++++ Brano

18 Lug 2022

L’Europa in fiamme

Cambiamenti climatici

Francia, Spagna, Portogallo e Grecia sono alle prese con numerosi incendi e ondate di caldo senza precedenti. Per gli scienziati, è l’effetto dei comportamenti umani sul clima.


Sarebbero almeno mille le morti in Portogallo e Spagna causate dal grande caldo che sta colpendo la penisola iberica e il resto del continente, dove decine di migliaia di ettari di boschi sono andati bruciati negli incendi che stanno colpendo in particolare il bacino mediterraneo. Quella della settimana scorsa è stata la seconda ondata di calore, dall’inizio dell’estate, dagli effetti devastanti, mentre da oggi sono attesi nuovi picchi sui termometri, con l’allarme degli scienziati: ondate di calore e siccità saranno sempre più frequenti. Dalla Spagna al Regno Unito, si sono registrate temperature record: anche la Bretagna è andata al di sopra i 40 gradi, mentre oltre 15mila persone sono state evacuate dal sud della Francia. Tra le ondate di calore e gli incendi che stanno divorando la macchia mediterranea si starebbe creando un circolo vizioso: il grande caldo favorisce gli incendi, che a loro volta aumentano emissioni, surriscaldando ulteriormente il pianeta. Sono gli effetti, estremi, dei cambiamenti climatici. La denuncia della scienza non lascia dubbi: l’essere umano ha aumentato i livelli di CO2 di oltre il 50% dall’inizio dell’era industriale. Mentre ancora persiste chi nega i cambiamenti climatici, il tema sembra essere svanito dall’agenda politica internazionale. 

 

 

Cosa c’entra il cambiamento climatico?

La scienza può misurare i cambiamenti delle condizioni meteo – temperatura, umidità, precipitazioni e vento – per assegnare l’indice di rischio e di incidenza degli incendi. Secondo una recente analisi del World Economic Forum, la frequenza con cui le condizioni meteo stanno cambiando sta accelerando più velocemente di quanto avessero previsto i modelli climatici. In particolare, la lunghezza della stagione calda è andata espandendosi in molte regioni del mondo sin dagli anni Ottanta: mediamente, questa stagione si è allungata del 27% a livello globale, ma gli incrementi sono stati particolarmente significativi in Amazzonia, nel Mediterraneo e nelle foreste occidentali dell’America settentrionale. Questo significa che il numero di giorni all’anno di condizioni metereologiche di caldo estremo – quando le temperature sono più alte, le precipitazioni sono più sporadiche e i venti sono in grado di alimentare un incendio – è aumentato del 54%. Ed è per questo che gli incendi difficili da contenere sono oggi più frequenti che in passato. Un maggior numero di incendi brucia la vegetazione, diminuendo la capacità del nostro pianeta di assorbire CO2 e aumentandone il rilascio nell’atmosfera. Negli ultimi cento anni, la temperatura globale è aumentata di 1,1 gradi Celsius, e stando alle previsioni entro la fine del secolo il surriscaldamento globale potrebbe registrare un aumento di 2,7°C. Tra i principali responsabili, secondo gli esperti, i metodi di sfruttamento delle risorse naturali.

++++++++
++++ Estratto dati

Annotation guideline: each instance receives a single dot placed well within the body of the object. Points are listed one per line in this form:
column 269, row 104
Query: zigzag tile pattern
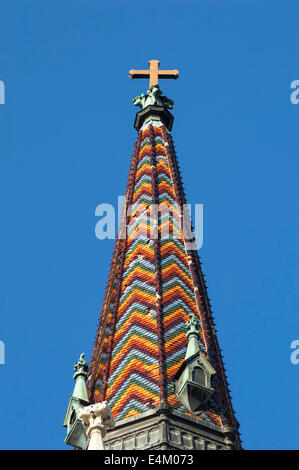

++++++++

### Compiti richiesti
1/ Elenca le condizioni meteo che, secondo il brano, la scienza misura per assegnare l'indice di rischio e di incidenza degli incendi.
2/ Rispondi a queste domande sul brano, una per riga:
(a) Quante persone sono state evacuate dal sud della Francia?
(b) Di quanto si è allungata in media la stagione calda a livello globale?
(c) Di quanto è aumentata la temperatura globale negli ultimi cento anni?
3/ Ricopia fedelmente il passo del brano che comincia con "18 Lug 2022" e prosegue fino a "umani sul clima.".
L'elenco costituisce materiale a sé, distinto dal brano.

### Risultati per compito
1/
- temperatura
- umidità
- precipitazioni
- vento

2/
(a) Oltre 15mila persone.
(b) Del 27%.
(c) Di 1,1 gradi Celsius.

3/
18 Lug 2022

L’Europa in fiamme

Cambiamenti climatici

Francia, Spagna, Portogallo e Grecia sono alle prese con numerosi incendi e ondate di caldo senza precedenti. Per gli scienziati, è l’effetto dei comportamenti umani sul clima.